Data items:
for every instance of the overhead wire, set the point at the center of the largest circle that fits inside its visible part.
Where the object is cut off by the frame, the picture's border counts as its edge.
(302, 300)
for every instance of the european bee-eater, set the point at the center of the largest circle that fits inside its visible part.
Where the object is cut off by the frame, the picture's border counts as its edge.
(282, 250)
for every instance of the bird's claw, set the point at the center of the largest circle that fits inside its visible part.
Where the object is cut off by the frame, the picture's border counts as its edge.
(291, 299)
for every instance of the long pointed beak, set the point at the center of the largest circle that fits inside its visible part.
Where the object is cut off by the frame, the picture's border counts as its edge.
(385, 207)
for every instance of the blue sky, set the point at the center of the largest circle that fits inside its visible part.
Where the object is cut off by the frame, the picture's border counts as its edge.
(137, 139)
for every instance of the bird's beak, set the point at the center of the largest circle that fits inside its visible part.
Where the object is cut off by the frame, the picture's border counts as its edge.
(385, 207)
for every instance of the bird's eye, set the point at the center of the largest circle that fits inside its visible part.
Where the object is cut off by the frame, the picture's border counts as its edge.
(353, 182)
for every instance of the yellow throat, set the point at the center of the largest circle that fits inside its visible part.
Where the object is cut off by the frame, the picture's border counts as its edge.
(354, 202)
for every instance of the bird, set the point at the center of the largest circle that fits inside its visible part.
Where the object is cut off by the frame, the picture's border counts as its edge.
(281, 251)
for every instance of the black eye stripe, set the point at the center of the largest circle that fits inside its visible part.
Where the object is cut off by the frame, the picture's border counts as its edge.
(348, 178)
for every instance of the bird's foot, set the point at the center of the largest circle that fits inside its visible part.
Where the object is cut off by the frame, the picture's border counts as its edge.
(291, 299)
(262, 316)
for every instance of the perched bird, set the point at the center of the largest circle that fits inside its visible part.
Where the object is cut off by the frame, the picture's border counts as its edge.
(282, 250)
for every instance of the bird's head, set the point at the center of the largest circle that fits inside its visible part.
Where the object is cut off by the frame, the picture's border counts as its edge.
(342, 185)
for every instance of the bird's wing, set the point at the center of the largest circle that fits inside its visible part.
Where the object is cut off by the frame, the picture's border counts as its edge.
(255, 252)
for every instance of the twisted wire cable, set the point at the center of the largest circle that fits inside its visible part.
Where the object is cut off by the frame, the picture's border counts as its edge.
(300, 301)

- [Work instruction]
Match on "beak": copy every line in the records that has it.

- [Expected answer]
for every instance of the long pointed beak, set the point at the center of the largest circle that fits inside its visible part.
for every instance of the bird's beak, set the point at the center of the largest circle that fits inside its visible part.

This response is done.